◆ **Stated goal**
Convert the lines below into a numbered list, omitting any blank lines.

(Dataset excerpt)
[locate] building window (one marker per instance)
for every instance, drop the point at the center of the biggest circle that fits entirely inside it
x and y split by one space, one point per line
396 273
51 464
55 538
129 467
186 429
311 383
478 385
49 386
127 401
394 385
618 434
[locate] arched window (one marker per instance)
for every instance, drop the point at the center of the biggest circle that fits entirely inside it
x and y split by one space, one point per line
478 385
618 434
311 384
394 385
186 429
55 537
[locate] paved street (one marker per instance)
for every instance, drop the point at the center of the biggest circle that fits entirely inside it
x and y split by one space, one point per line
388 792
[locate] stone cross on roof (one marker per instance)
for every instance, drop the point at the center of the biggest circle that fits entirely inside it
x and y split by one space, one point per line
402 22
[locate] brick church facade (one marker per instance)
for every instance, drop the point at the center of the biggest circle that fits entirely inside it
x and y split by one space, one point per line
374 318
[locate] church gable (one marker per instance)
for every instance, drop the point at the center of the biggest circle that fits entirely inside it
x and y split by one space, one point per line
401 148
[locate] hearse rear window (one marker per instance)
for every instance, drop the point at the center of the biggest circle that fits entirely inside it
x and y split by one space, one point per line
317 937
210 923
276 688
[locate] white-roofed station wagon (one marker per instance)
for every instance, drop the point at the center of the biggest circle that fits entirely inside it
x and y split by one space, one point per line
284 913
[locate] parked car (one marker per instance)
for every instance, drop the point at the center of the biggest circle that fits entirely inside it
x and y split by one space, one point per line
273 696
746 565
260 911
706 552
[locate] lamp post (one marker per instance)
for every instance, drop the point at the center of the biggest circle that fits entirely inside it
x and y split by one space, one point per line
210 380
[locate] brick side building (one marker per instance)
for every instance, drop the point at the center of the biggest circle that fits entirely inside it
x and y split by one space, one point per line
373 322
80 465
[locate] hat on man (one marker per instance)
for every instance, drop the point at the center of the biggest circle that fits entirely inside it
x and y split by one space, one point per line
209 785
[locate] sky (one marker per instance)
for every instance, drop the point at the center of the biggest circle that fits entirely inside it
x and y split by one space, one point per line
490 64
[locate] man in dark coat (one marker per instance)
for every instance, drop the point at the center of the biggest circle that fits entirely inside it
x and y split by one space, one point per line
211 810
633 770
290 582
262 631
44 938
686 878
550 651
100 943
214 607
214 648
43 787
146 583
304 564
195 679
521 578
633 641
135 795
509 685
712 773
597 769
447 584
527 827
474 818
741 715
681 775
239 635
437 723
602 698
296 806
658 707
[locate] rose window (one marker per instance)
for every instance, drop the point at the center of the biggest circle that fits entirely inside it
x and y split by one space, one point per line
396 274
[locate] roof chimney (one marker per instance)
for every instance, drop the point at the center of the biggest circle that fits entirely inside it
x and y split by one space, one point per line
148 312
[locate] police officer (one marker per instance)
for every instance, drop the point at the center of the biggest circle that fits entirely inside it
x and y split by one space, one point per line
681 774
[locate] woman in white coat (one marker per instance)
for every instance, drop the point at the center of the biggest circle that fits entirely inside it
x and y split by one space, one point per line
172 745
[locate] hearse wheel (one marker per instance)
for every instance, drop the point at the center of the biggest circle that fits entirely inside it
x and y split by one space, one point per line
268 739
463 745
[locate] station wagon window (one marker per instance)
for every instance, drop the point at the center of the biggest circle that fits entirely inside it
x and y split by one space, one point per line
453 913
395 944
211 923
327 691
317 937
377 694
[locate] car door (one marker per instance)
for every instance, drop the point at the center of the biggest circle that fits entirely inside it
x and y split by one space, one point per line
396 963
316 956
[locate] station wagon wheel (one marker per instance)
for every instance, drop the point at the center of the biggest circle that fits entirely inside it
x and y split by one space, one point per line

◆ **Written reply**
1. [locate] building window (one marker per instance)
2. for every instance, drop the point at the center of the biggest circle that fits entirely inside it
3. x and y split by one space, one point per line
4. 396 273
5. 51 464
6. 55 538
7. 129 467
8. 186 429
9. 311 383
10. 478 385
11. 49 386
12. 127 401
13. 394 385
14. 618 434
15. [locate] arched window (one marker per instance)
16. for every instance, drop the point at the center of the biggest circle that fits entirely inside it
17. x and y split by one space, one point per line
18. 478 385
19. 618 434
20. 311 384
21. 394 385
22. 186 429
23. 55 537
24. [locate] paved street (one marker per instance)
25. for every instance, drop the point at the center of the biggest circle that fits entirely inside it
26. x and y split by one space, one point per line
27. 388 792
28. [locate] stone cross on roof (one marker per instance)
29. for every instance, drop the point at the center of the biggest circle that fits entirely inside it
30. x and y split by one space, one point per line
31. 402 22
32. [locate] brick church facade (one marker per instance)
33. for every instance, drop the point at the center of the biggest circle that fits entirely inside it
34. x and y split by one space, one point per line
35. 374 318
36. [locate] church gable (one marker per instance)
37. for every instance, drop the point at the center of the biggest circle that fits entirely inside it
38. x and y split by one space, one point per line
39. 401 148
40. [locate] hearse rear window (one marker per instance)
41. for every instance, drop the point at the center of the biggest circle that fits entirely inside it
42. x and y split by one space, one point per line
43. 317 937
44. 210 923
45. 276 688
46. [locate] white-roofed station wagon (one marker per instance)
47. for every instance, drop the point at the center of the biggest circle that fits entirely inside it
48. x and y split by one space, one point per line
49. 284 913
50. [locate] parked car (one marker per instance)
51. for every instance, drop the point at the center of the biggest circle that fits entirely inside it
52. x and y split by one space, one point per line
53. 273 696
54. 746 565
55. 260 911
56. 706 552
57. [locate] lamp post (one marker per instance)
58. for every instance, drop the point at the center of the biggest circle that fits entirely inside it
59. x and y split by one space, one point per line
60. 210 380
61. [locate] brick side building (one marker per instance)
62. for every instance, drop the point at the center of the biggest circle that fits entirely inside it
63. x and y split by one space, one point per line
64. 373 322
65. 80 465
66. [locate] hat on man (one marker per instance)
67. for every instance, drop the point at the center of the biggest circle that fits entirely inside it
68. x and y split by one space, one point per line
69. 209 785
70. [locate] sky (one marker per instance)
71. for every instance, drop the point at the center of the biggest circle that fits entirely inside it
72. x and y split by one space, one point per line
73. 490 64
74. [locate] man in dark coat (one marker per instance)
75. for every instance, drop the point at the center of the biggest circle that fits entirely inside it
76. x and y split by one space, one point per line
77. 211 810
78. 633 770
79. 290 582
80. 262 631
81. 44 938
82. 686 878
83. 550 651
84. 100 943
85. 214 607
86. 214 648
87. 43 787
88. 146 583
89. 304 564
90. 195 679
91. 521 578
92. 633 641
93. 135 795
94. 509 685
95. 712 773
96. 597 769
97. 447 584
98. 527 827
99. 474 818
100. 741 715
101. 681 775
102. 239 635
103. 437 723
104. 602 698
105. 296 806
106. 658 707
107. [locate] rose window (one marker per instance)
108. for every instance, drop the point at the center of the biggest circle that fits entirely inside it
109. x and y split by one space, one point per line
110. 396 274
111. [locate] roof chimney (one marker per instance)
112. for every instance, drop the point at the center of the biggest circle that fits entirely inside it
113. x and y split by one space, one point per line
114. 148 312
115. [locate] police officer (one marker per instance)
116. for every instance, drop the point at the center of the biggest circle that fits entirely inside it
117. x and y split by one space, one point per line
118. 681 774
119. [locate] woman in white coat (one marker per instance)
120. for every instance, drop the point at the center of the biggest circle that fits entirely inside it
121. x and y split by one space, one point per line
122. 172 745
123. [locate] hearse wheel (one marker per instance)
124. for every instance, drop the point at the center of the biggest circle that fits entirely inside it
125. x and y split by one space, one point per line
126. 268 739
127. 463 745
128. [locate] station wagon window (one marker per instance)
129. for every instance, drop the point at the center of the biggest circle that fits entirely inside it
130. x and y split by one space, one point per line
131. 453 913
132. 395 944
133. 211 923
134. 327 691
135. 317 937
136. 377 694
137. [locate] car door (one marker per instance)
138. for every instance, drop the point at the center of the biggest circle that fits entirely inside it
139. x and y split by one space, one point per line
140. 396 963
141. 316 956
142. [locate] station wagon wheel (one marker per instance)
143. for every instance, drop the point at the center of the biggest circle that fits entirely inside it
144. x and y split by one space, one point per line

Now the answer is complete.